THE REQUEST:
Collect each line from the rows below that contains the string "roof". Case counts.

EXTRACTED MATERIAL:

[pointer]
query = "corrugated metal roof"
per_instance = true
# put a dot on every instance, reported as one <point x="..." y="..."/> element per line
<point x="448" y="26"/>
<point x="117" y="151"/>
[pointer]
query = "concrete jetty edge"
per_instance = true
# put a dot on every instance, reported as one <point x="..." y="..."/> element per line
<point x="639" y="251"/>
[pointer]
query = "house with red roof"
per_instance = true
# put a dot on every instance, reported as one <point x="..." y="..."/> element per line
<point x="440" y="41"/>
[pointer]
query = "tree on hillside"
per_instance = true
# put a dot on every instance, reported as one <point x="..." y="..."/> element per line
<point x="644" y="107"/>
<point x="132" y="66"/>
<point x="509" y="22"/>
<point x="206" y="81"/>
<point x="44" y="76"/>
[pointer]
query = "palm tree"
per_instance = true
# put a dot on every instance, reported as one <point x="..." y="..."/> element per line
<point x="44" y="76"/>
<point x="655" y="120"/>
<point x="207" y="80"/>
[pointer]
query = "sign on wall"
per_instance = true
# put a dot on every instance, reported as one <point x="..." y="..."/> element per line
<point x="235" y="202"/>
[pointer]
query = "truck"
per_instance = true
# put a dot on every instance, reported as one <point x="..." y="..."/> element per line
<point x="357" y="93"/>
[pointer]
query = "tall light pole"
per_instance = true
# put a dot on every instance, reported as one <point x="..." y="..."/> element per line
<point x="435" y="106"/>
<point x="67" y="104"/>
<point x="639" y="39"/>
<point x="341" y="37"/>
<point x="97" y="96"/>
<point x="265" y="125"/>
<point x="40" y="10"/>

PROBLEM SOLUTION:
query = "corrugated metal roof"
query = "house with red roof"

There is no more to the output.